SHORT EXERCISE: The data below should be restated word for word, with every picture omitted.

RECORDS FOR THE TASK:
* START *

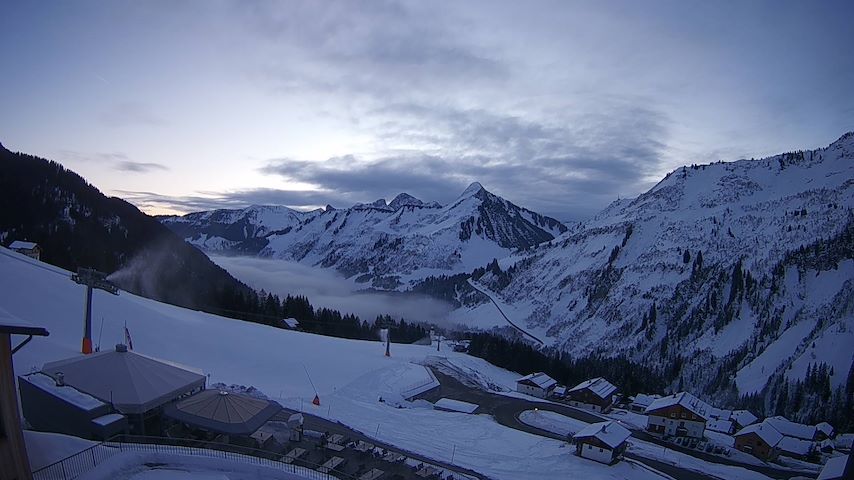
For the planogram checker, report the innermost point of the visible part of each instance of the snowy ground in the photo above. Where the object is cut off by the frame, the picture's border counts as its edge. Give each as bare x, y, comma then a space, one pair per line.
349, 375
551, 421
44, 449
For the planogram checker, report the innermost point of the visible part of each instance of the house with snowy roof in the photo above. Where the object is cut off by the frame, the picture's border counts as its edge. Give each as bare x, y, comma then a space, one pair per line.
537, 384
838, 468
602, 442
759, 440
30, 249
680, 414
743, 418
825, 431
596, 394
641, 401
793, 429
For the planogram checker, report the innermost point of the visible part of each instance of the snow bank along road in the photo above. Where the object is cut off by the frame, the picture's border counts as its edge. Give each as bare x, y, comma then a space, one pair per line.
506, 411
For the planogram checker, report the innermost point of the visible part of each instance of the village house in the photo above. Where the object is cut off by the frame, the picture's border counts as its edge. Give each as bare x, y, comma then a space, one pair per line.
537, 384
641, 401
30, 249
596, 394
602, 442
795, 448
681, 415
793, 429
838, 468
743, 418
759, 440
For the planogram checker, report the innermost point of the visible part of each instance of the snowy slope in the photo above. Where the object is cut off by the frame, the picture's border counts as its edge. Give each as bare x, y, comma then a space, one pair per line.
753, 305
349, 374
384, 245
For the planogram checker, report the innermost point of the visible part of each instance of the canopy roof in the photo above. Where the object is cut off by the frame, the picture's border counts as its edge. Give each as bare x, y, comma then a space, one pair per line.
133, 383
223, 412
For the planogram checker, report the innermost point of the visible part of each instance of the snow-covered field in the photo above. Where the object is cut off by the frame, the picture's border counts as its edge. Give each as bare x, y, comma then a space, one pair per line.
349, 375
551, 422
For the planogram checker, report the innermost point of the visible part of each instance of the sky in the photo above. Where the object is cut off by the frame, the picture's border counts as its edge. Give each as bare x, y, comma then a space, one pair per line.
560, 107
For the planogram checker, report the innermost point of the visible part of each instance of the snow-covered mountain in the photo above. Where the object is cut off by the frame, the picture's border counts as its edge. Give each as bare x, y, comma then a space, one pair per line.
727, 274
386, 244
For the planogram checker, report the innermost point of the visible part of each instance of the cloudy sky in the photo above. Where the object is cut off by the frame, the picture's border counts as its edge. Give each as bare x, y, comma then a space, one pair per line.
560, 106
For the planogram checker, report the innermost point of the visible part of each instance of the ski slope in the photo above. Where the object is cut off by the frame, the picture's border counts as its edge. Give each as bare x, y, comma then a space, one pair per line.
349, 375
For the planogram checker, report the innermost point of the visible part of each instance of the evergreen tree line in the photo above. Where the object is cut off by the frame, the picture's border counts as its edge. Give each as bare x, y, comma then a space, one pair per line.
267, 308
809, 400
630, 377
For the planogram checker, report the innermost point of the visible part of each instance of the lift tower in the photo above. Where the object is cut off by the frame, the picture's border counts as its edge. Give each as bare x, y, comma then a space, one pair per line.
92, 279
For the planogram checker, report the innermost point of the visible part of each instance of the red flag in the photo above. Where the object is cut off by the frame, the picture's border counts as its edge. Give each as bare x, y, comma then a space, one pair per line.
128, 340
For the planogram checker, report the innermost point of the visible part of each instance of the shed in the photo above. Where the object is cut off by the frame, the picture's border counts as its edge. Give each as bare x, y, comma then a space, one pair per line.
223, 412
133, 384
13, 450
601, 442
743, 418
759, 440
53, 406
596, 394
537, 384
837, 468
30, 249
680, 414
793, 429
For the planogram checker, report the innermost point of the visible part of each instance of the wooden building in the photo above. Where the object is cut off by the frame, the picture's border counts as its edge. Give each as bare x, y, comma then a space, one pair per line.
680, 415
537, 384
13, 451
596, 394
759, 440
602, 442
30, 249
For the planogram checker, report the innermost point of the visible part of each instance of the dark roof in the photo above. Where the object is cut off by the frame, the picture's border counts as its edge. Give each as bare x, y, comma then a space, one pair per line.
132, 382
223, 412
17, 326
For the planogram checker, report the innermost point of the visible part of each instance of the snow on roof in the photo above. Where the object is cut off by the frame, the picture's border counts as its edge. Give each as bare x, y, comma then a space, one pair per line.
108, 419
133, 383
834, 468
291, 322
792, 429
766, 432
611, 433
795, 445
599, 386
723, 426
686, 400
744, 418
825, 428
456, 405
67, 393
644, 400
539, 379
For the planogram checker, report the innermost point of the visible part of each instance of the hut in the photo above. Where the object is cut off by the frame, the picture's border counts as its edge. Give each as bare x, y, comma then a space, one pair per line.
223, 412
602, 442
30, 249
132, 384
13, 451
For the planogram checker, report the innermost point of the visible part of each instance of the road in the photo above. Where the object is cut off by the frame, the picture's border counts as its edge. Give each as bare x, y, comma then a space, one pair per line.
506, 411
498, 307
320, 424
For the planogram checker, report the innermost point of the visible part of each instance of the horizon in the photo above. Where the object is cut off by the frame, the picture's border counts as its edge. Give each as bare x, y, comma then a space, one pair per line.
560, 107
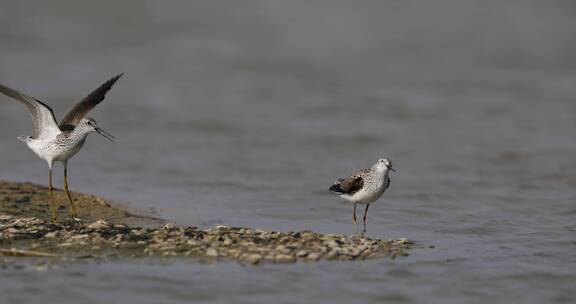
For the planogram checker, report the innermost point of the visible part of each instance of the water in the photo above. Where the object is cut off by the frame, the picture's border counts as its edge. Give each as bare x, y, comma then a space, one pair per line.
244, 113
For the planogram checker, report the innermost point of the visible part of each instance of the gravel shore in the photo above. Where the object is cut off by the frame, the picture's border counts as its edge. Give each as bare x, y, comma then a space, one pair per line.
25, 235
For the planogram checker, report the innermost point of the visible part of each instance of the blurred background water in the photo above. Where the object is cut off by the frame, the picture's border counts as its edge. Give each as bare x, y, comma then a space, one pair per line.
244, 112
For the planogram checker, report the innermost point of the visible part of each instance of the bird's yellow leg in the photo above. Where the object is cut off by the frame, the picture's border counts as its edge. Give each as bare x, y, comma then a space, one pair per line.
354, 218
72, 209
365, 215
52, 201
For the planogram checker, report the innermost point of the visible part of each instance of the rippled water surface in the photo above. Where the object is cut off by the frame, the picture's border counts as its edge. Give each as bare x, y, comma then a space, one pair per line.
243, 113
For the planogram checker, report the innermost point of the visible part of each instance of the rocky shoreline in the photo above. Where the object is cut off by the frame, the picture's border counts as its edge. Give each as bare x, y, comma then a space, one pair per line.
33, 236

* END *

WRITTEN REPLY:
For the planogram checker, report the innermost point of the visible part of each instance of the snowy ground in the photo above. Where the object is cut off by the frame, the picture's border counts as its edge. Give each as bare x, y, comma then a space, one pair per line.
349, 375
551, 421
44, 449
For the planogram checker, report the innermost point of the visible part of each instance of the house with snowy roof in the photo above. Where the object is cut off by the frame, the picture's border counts as its edge. Give each as bare x, y, comma then a space, one pair per line.
537, 384
838, 468
602, 442
759, 440
30, 249
680, 414
743, 418
825, 431
596, 394
641, 401
793, 429
For the planogram checker, report the innermost point of the visible part of each instance of the snow bank along road in the photo above. Where the object is cut off by the frame, the picture's border counts as its edge. Give each as bare x, y, comma then a space, one pair per line.
506, 411
For the planogram checker, report the innermost point of the visible part of each instance of the village house in the photo above. Where the object is cut off by the frame, the picture's border counts as its edge. Give each as bare x, y, comma then a space, one pair per line.
537, 384
641, 401
30, 249
596, 394
602, 442
795, 448
681, 415
793, 429
838, 468
743, 418
759, 440
For the planogram checker, report the innermost point of the visible part of each instance of the snowy slope in the photo above. Where the object is cut off by the frame, the picture's border counts as its edge. Give each as bare x, y, comma then a space, one pair per line.
753, 305
349, 374
384, 245
For the planogram checker, report the innermost point of the visible part of each instance of the canopy roof in the photo above. Where the object is cut off by the frame, the picture's border counts as its edge. Give each as bare x, y, comma then a space, one pair per line.
133, 383
223, 412
For the planogram checker, report the innermost point of the visible part of each instance of the snow-covered field in the photo above. Where the object is cut off by the frame, the picture's border counts as its edge. Give each as bare x, y, comma then a space, one pair per line.
349, 375
551, 422
For the planogram checker, report the innermost point of the visible part of each instance of the sky in the photo above. Where the object is cut off by the frame, the picture's border counts as its edge. Give each as bare x, y, comma then a space, one pair per line.
560, 107
For the planogram checker, report the innermost point of the visible part of each instance of the snow-covered mountain in the photo above. Where the object is cut off by the frame, the picture's border counts as its edge. Give each as bare x, y, comma then a space, one pair per line.
727, 274
386, 244
For the planogram checker, report the innermost point of the visible part of each instance of the cloudy sky in the photo above. Where the object is cut off by the frame, the picture's border counts as its edge. Give each as bare x, y, comma then a space, one pair per line.
560, 106
For the planogram checker, report the innermost point of the visible part of each instance of the ski slope in the photo above. Where the object is cut off by the frame, the picture's border counts as its edge. Give each as bare x, y, comma then a space, one pair per line.
349, 375
For the planogram checker, report the innermost point of the visible part of each instance of the evergreen tree line in the photo above. Where the object is cut off by the frame, the picture's border counts as its edge. Give each as bare x, y, comma then a space, one pair per line.
267, 308
809, 400
630, 377
For the planogram checker, report the innermost point of the visible part of each instance of the lift tower in the photo above. Where the object is cut off by the frame, the picture's border counts as its edge. Give each as bare x, y, comma then a space, one pair per line.
92, 279
For the planogram checker, report the innermost point of the visible part of each instance of the red flag in the photo above. Where the object is cut off by the frame, the picture's border counts as its edge. Give each as bare x, y, comma then a space, one pair per line.
128, 340
For the planogram checker, report the innermost point of the visible part of each instance of the shed in the photo above. Where the object is cut off by the frame, the picture's border counts as its edge. Give each as bare x, y, comma then a space, one pair per line.
223, 412
133, 384
13, 450
601, 442
743, 418
759, 440
53, 406
596, 394
537, 384
837, 468
30, 249
680, 414
793, 429
For the planogram checker, report the innermost point of the visible part of each instance of the wooden building in the photo above. Where the object is cut off by the frame, the picture's border counts as its edge. Give each as bare x, y, comma then a space, one pair per line.
680, 415
537, 384
13, 451
596, 394
759, 440
602, 442
30, 249
For the planogram checker, report the innermost point of the visible part of each instance of the dark roof in the photo above. Where the object is cut off by the frame, the picture's border counts as its edge. Give each as bare x, y, comma then a space, one pair per line.
132, 382
223, 412
17, 326
For the planogram checker, report the innermost point of the visible part of each instance of the snow on roof in the photo above. Where the object is cut off by the frame, the picture's border counts as its edge. Give each as bare x, y, comma then a space, one pair per line.
108, 419
133, 383
834, 468
291, 322
792, 429
766, 432
611, 433
795, 445
599, 386
723, 426
686, 400
744, 418
825, 428
456, 405
67, 393
644, 400
539, 379
For the planogram checker, report the innermost point of the visible part of each instance of the hut in the photo above. Where the object is cut off by the frame, the picture's border counts as its edge. Give each as bare x, y, comma then a space, one pair per line.
223, 412
602, 442
30, 249
132, 384
13, 451
For the planogram checker, report the innermost point of the visible part of each instance of the road in the photo above. Where the object is cut off by the frame, the picture's border counts as its edge. Give each as bare x, y, comma then a space, one pair per line.
506, 411
498, 307
320, 424
For the planogram checker, report the innermost point of the visible part of each instance of the horizon in the photo above. Where the object is cut off by the frame, the picture's border counts as its edge. Give each as bare x, y, comma then a space, one pair per line.
560, 107
For the planogram checker, report the innermost point of the visible part of each instance of the water in the photo above. Where the object is cut off by the frame, the picture's border counts as its edge. Give each as bare x, y, comma then a space, one pair per line.
244, 113
For the planogram checker, report the innermost point of the visible part of each instance of the gravel shore in the photo above. Where the object is cut off by the frame, the picture's border counts as its edge. Give each as bare x, y, comma then a space, one pair per line.
25, 235
For the planogram checker, report the innermost point of the visible part of each instance of the blurred background water in the photo above. Where the object is cut off by the frame, the picture's border counts as its edge. Give each as bare x, y, comma then a space, one pair per line.
244, 112
For the planogram checker, report the innermost point of the visible part of each instance of the bird's yellow leg in the photo above. Where the object is cut off by the frame, the picture's border counts as its edge. Give each as bare x, y, comma then a space, one pair per line.
354, 218
72, 209
365, 215
52, 201
For the planogram checker, report the innermost point of the visible part of each instance of the rippled water surface in the photo above. Where the object is cut off by the frame, the picture's border counts as its edge. Give each as bare x, y, comma then a space, one pair per line.
243, 113
For the planogram checker, report the innermost point of the visible part of each instance of the rocky shoreline in the photo above. Where the object is cut off by the frame, the picture's border counts as its edge. Give each as bare x, y, comma then a space, one pair per line.
33, 236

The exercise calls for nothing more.